▸ **Source extract**
If Abraham Lincoln's leadership is any indication of his ability to navigate America's complex cultural landscape, then you might want to take heed of Lincoln's recommended reading list. Compiled from the president's biographers' list of works he read, many of these poems were included in his intimate correspondence, memorized in private, or even recited on cue. Lincoln states that

Writing, the art of communicating thoughts to the mind, through the eye—is the great invention of the world. Great in the astonishing range of analysis and combination . . . great in enabling us to converse with the dead, the absent, and the unborn, at all distances of time and space.1

Browse these selections from Lincoln's personal library, and start a conversation with the past president—through the poetry he loved.


"Mortality"
by William Knox

About this poem—often listed as his favorite—Lincoln wrote to his friend Andrew Johnston:

I would give all I am worth, and go in debt, to be able to write so fine a piece as I think that is. Neither do I know who is the author. I met it in a straggling form in a newspaper last summer, and I remember to have seen it once before, about fifteen years ago, and this is all I know about it.2

After hearing Lincoln recite it, a bystander once requested to read the full poem, upon which the president kindly hand-wrote a copy and mailed it to her.3


Hamlet, Act III, Scene III [Oh my offence is rank]
by William Shakespeare

Francis B. Carpenter claims that Lincoln once stated how "there is one passage of the play of Hamlet which is very apt to be slurred over by the actor, or omitted altogether, which seems to me the choicest part of the play. It is the soliloquy of the King, after the murder. It always struck me as one of the finest touches of nature in the world"4:

... What if this cursed hand
Were thicker than itself with brother's blood?
Is there not rain enough in the sweet heavens
To wash it white as snow? ...

And in an 1863 letter to the actor James Hackett, Lincoln went as far as saying: "Unlike you gentlemen of the profession, I think the soliloquy in Hamlet commencing 'Oh my offense is rank' surpasses that commencing, 'To be or not to be.'"5


"Elegy Written in a Country Churchyard"
by Thomas Gray

John Locke Scripps, writing to William H. Herndon—from one biographer to another—recalls a conversation he had with the president:

"Why Scripps," said [Lincoln], on one occasion, "it is a great piece of folly to attempt to make anything out of my early life. It can all be condensed into a single sentence, and that sentence you will find in Gray's Elegy: 'The short and simple annals of the poor.'"6

That he refers to a sentence fragment makes the sentiment perhaps even more fitting. The whole stanza reads:

Let not Ambition mock their useful toil,
  Their homely joys, and destiny obscure;
Nor Grandeur hear with a disdainful smile
  The short and simple annals of the Poor.

"The Last Leaf"
by Oliver Wendell Holmes

William Herndon writes that Lincoln "always had a great fondness for Oliver Wendell Holmes's 'Last Leaf,' the fourth stanza of which beginning with the verse, 'The mossy marbles rest,' I have often heard him repeat,"7 which reads—

The mossy marbles rest
On the lips that he has prest
In their bloom,
And the names he loved to hear
Have been carved for many a year
On the tomb.

▸ **Objective 1**
In the Lincoln reading list, which Hamlet soliloquy did Lincoln tell James Hackett, in an 1863 letter, surpasses the one beginning "To be or not to be"?

▸ **Record list**
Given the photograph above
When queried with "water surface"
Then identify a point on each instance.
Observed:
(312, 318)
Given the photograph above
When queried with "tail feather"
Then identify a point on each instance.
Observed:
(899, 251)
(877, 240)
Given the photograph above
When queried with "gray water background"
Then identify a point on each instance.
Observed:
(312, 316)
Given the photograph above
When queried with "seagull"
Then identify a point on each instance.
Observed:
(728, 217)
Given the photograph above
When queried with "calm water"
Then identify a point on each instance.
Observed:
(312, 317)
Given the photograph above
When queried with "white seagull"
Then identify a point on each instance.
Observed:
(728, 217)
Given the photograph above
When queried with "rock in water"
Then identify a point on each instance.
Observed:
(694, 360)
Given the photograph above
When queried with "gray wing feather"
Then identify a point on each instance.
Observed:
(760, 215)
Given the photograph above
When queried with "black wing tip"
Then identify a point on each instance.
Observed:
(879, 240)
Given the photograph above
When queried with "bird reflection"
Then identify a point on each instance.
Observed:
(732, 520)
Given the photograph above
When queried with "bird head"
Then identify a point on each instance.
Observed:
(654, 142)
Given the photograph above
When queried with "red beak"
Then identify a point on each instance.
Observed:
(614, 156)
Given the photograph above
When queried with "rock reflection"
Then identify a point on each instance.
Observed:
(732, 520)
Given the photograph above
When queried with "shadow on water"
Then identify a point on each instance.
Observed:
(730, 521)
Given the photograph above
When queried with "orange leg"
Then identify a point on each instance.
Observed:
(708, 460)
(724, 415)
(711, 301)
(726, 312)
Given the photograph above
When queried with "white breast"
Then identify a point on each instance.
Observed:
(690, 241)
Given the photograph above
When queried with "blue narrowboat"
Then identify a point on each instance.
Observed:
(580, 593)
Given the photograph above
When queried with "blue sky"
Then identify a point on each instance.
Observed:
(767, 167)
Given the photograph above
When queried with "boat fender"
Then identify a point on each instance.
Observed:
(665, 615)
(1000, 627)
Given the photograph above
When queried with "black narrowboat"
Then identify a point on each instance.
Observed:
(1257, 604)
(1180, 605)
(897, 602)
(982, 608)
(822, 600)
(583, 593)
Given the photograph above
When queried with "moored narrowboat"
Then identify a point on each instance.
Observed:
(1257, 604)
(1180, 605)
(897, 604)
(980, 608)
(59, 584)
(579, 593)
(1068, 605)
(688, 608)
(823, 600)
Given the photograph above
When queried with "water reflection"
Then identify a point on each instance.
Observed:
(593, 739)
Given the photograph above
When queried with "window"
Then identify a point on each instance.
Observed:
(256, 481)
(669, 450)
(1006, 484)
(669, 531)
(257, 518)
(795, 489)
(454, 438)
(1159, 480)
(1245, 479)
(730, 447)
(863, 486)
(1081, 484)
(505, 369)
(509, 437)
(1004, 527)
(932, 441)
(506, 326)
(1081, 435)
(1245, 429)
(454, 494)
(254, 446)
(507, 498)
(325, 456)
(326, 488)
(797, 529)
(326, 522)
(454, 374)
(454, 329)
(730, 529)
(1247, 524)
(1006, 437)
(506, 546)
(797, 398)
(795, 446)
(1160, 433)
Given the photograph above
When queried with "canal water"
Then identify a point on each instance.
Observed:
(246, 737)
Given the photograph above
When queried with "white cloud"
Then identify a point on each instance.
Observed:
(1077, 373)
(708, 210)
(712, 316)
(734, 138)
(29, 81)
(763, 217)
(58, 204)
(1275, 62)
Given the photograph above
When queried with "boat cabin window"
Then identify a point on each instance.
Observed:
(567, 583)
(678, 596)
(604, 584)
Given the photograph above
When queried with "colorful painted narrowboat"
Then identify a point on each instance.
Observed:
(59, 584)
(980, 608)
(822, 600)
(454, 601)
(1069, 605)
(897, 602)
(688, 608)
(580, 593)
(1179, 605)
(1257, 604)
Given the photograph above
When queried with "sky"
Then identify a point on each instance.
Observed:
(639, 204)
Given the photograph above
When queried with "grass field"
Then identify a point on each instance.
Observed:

▸ **Objective 2**
Gather every line of the records that contains the word "water".

▸ **Answer 1**
The one beginning "Oh my offense is rank."

▸ **Answer 2**
When queried with "water surface"
When queried with "gray water background"
When queried with "calm water"
When queried with "rock in water"
When queried with "shadow on water"
When queried with "water reflection"
When queried with "canal water"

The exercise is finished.